* **Extract provided**
This time it’s the Thunderbirds that need rescuing.
I bought this bass guitar case for £20. The seller insisted that the guitar came free, because it was “a load of s**t”. Who was I to argue.
The case alone is worth twice what I paid. That yellow package in the middle is a new set of strings, £20. I’m already quids in before I look at the guitar.
While it looks a bit of a mess, most of the issues are cosmetic. All of that horrible gaffe tape needs to go. That revealed a lose strap button that was soon fixed by plugging the screw hole with matchstick and PVA and re drilling. I’ll fit strap locks to this. Those stickers will have to go as well.
The missing bridge was found in the case. Unfortunately it is missing one saddle. Apparently this is a common problem with these 3 point Gibson bass bridges. The saddles are only held in place by pressure from the string. If the string breaks the saddle can, and often does, fall out to be lost forever in the mosh pit.
Buying saddles for most guitar bridges is a painless exercise. Not so with this. Gibson bass guitars are a rare beast, the market being dominated by Fender and their clones. This means that spares availability isn’t great. Black saddles were not be found. A whole bridge in black wouldn’t give much change from £100. I found a chrome bridge from China for £20. I retained the original bridge but transferred the chrome saddles, hoping that they would not look out of place behind the shiny strings.

* **Supplied information**
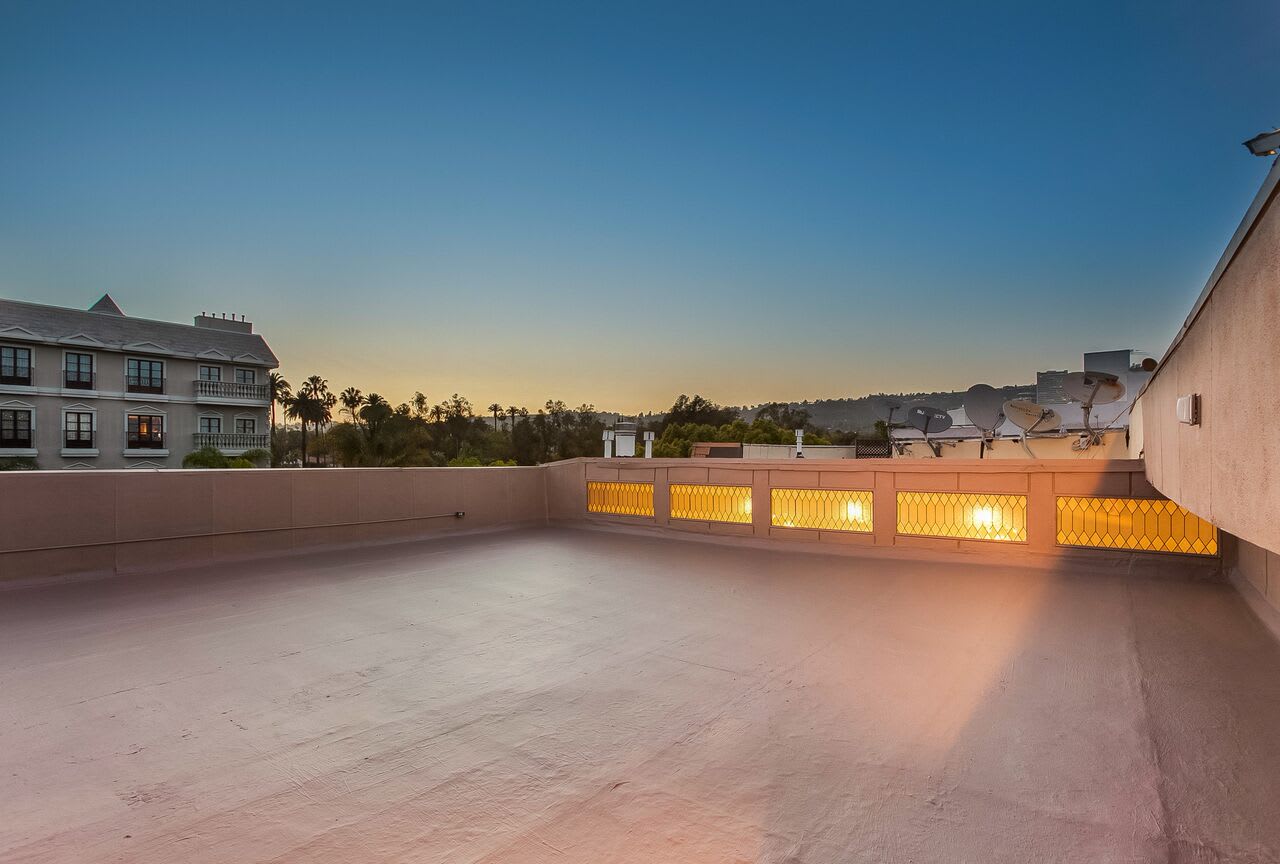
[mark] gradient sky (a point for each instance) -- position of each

* **Questions**
1. Print the part of the bass guitar write-up that begins at the words "The missing bridge" and stops after the words "the shiny strings.".
2. Give what follows the last sentence of the bass guitar write-up.
You won't need the data.

* **Results**
1.
The missing bridge was found in the case. Unfortunately it is missing one saddle. Apparently this is a common problem with these 3 point Gibson bass bridges. The saddles are only held in place by pressure from the string. If the string breaks the saddle can, and often does, fall out to be lost forever in the mosh pit.
Buying saddles for most guitar bridges is a painless exercise. Not so with this. Gibson bass guitars are a rare beast, the market being dominated by Fender and their clones. This means that spares availability isn’t great. Black saddles were not be found. A whole bridge in black wouldn’t give much change from £100. I found a chrome bridge from China for £20. I retained the original bridge but transferred the chrome saddles, hoping that they would not look out of place behind the shiny strings.

2.
A the other end of the neck the nut was broken. I fitted and fettled a replacement. That nice new string set mentioned earlier holds everything together. I spent some time tuning up and setting the action and intonation. Plays well now.
Now the electrics. The pickups were sitting rather low in the body. They stayed that way when I loosened their screws. It turned out that the foam rubber underneath had perished. Fortunately I have some foam of the right type in my spares, so this was quickly sorted.
Controls were ok, except the tone pot. Crackly pots can often be sorted by a squirt of switch cleaner spray and a good wiggle. On this occasion this chemotherapy didn’t do the trick. Transplant surgery was required. Here we see the new part being soldered in. Note the use of a beer mat to hold the part still and protect the body from damage.
So an outlay of £20 for a case with a free guitar, plus £20 for the bridge and another tenner for nut and electrics. Call it £50 for a very nice bass guitar. The case came free!